-- Provided records follows --
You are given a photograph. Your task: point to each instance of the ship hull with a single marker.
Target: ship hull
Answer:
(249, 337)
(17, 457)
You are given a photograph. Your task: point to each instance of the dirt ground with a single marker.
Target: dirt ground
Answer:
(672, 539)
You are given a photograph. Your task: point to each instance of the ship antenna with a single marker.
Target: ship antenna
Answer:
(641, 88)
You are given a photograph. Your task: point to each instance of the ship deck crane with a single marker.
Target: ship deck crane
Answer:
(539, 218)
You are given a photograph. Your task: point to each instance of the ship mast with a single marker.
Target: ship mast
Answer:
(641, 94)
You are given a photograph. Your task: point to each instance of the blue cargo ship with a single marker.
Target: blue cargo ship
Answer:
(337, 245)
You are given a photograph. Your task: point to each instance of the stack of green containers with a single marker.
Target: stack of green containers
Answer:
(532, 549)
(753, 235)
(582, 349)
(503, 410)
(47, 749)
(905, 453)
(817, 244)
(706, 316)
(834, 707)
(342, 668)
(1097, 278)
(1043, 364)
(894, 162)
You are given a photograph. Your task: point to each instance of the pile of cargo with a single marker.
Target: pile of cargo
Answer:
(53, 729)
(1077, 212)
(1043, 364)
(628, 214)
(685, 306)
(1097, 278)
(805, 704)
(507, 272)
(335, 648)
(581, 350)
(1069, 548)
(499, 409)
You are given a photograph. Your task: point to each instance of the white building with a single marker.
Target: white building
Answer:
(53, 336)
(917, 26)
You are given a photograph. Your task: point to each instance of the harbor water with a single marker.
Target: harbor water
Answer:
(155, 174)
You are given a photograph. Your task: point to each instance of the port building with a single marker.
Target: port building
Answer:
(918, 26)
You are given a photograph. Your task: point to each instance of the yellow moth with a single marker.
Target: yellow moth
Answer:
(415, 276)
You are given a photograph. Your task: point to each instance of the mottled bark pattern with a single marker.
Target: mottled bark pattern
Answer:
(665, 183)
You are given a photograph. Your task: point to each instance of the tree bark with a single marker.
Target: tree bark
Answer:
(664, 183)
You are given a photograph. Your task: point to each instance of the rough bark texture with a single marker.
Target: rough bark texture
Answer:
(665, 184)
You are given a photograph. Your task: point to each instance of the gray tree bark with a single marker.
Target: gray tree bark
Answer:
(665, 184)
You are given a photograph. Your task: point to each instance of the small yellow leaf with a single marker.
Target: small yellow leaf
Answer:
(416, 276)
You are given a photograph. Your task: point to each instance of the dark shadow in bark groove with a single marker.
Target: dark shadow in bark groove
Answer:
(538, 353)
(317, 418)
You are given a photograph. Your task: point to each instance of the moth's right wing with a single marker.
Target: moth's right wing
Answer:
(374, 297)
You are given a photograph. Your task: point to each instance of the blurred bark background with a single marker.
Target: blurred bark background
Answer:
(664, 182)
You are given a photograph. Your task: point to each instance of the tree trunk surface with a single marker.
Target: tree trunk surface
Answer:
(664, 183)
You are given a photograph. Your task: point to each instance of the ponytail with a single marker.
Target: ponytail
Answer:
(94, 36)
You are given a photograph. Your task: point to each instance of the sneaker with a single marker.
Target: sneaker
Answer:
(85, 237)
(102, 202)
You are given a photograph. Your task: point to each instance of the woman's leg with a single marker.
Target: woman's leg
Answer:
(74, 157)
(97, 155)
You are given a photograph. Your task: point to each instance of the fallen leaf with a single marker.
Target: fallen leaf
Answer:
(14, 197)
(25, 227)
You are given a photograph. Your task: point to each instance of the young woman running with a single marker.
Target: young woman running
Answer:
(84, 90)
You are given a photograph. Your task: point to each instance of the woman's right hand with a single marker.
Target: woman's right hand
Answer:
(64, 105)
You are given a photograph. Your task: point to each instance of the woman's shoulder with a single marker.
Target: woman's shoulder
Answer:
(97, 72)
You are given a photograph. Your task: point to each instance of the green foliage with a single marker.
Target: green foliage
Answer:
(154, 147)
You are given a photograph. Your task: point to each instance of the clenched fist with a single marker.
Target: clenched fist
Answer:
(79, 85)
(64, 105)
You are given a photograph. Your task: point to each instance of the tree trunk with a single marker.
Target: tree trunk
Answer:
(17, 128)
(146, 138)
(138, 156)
-- Provided records concluded --
## Goal of the exercise
Could you output, exactly and with nothing else, the lines from the start of the records through the line containing "antenna with a single marker."?

## Answer below
You are given a photograph. Your task: point to each instance of the ship hull with a single marker.
Target: ship hull
Answer:
(249, 337)
(17, 457)
You are given a photograph. Your task: point to each instance of the dirt ground with a single marker.
Target: dirt ground
Answer:
(672, 539)
You are given a photograph. Your task: point to each instance of the ship antenna with a single marker.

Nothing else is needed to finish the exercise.